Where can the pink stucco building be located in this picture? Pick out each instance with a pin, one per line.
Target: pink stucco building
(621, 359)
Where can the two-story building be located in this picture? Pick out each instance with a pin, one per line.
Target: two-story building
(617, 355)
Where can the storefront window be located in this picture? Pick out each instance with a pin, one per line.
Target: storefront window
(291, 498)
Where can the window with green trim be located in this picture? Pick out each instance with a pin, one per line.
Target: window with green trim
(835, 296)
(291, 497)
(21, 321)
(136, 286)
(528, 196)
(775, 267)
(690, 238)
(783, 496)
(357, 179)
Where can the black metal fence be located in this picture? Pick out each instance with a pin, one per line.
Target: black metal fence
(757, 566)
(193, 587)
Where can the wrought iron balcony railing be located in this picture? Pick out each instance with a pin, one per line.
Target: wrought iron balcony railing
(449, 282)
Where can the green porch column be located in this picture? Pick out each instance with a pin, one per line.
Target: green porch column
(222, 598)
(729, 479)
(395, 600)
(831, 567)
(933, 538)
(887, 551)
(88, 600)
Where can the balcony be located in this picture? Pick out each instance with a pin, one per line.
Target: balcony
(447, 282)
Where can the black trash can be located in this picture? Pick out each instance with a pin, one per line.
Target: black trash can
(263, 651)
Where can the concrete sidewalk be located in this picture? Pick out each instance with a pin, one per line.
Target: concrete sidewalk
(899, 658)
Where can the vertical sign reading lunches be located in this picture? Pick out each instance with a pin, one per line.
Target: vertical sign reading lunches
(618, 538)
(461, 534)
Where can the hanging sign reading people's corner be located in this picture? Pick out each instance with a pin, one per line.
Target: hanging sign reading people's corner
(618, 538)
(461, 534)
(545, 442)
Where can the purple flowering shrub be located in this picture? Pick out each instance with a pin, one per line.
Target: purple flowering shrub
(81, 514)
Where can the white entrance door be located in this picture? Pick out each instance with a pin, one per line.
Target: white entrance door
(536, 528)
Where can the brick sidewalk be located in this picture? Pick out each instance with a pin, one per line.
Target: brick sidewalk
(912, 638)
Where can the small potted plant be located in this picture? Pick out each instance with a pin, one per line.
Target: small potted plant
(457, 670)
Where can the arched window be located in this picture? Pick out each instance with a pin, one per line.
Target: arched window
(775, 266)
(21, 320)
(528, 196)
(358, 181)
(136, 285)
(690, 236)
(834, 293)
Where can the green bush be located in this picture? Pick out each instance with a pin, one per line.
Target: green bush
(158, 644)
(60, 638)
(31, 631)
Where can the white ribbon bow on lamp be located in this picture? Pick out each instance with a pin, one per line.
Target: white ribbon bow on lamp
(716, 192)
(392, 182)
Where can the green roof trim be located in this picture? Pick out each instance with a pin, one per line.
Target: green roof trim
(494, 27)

----

Output an identical copy of every record above.

**RESULT FOR THIS TASK**
Where can the pink stucco building be located in this picture? Pick out each instance with a pin, one per line.
Target: pink stucco building
(621, 359)
Where can the two-story building be located in this picture? Pick out each instance with a pin, one per line.
Target: two-story building
(617, 355)
Where can the storefront window be located in this picture? Pick out each instance with a pin, one per line.
Target: storefront window
(291, 498)
Where can the window with green trim be located in this picture? Pick out each instance with a pin, one per line.
Target: window with green trim
(835, 296)
(291, 497)
(21, 321)
(136, 286)
(528, 196)
(775, 267)
(690, 238)
(783, 496)
(357, 179)
Where can the black metal fence be located in this picture? Pick out each instance with a pin, one per line.
Target: black metal fence
(757, 566)
(193, 587)
Where can the wrought iron balcony railing be located in this picture? Pick out each instance with a pin, one per line.
Target: wrought iron balcony railing
(449, 282)
Where can the green porch column be located in this picture? Pick out each instance with a pin, one per line.
Target: green porch column
(222, 598)
(729, 479)
(395, 600)
(831, 567)
(933, 538)
(887, 551)
(88, 600)
Where can the balcony be located in this picture? Pick out each instance with a pin, one per line.
Target: balcony
(447, 282)
Where can the black trash can be located in this picture? Pick out each instance with a pin, one per line.
Target: black trash can
(263, 651)
Where can the concrete sidewalk be located in this picture? Pick out each instance with a pin, one per line.
Target: concrete sidewalk
(899, 658)
Where can the vertical sign reading lunches be located in this picture? Pick out each instance with a pin, one per line.
Target: vertical sign reading lunches
(618, 538)
(461, 534)
Where can the hanging sign reading people's corner be located in this picture? Pick out each instance with a pin, one per line.
Target: hanging sign reading people's corner
(618, 538)
(461, 534)
(545, 442)
Where can the purple flowering shrub be located in this picture? Pick out each instance with a pin, one per line.
Target: purple flowering shrub
(81, 514)
Where can the white entrance door be located in this picture? Pick out each instance with a pin, one per line.
Target: white entrance door
(536, 528)
Where can the brick sidewalk be located in this picture? Pick out each instance with a pin, one per line.
Target: brick sidewalk
(912, 638)
Where can the small potted plant be located in this picture? Pick out each instance with a pin, one per line.
Target: small potted plant
(457, 670)
Where can the arched window be located in this picture? Pick out each instance with a pin, one per line.
Target: arched window
(775, 266)
(21, 320)
(528, 196)
(358, 181)
(136, 285)
(690, 236)
(834, 293)
Where can the green bush be located in this picture? Pick out each instance with a pin, one per line.
Target: green bush
(158, 644)
(60, 638)
(31, 631)
Where can the white ribbon bow on lamp be located in this picture? Pick out each instance with a pin, one per line.
Target: white ribbon bow on lamp
(716, 192)
(392, 182)
Where can the green roof trim be located in this picture? Pick out each instance with a pin, one per line.
Target: green roof trim
(494, 27)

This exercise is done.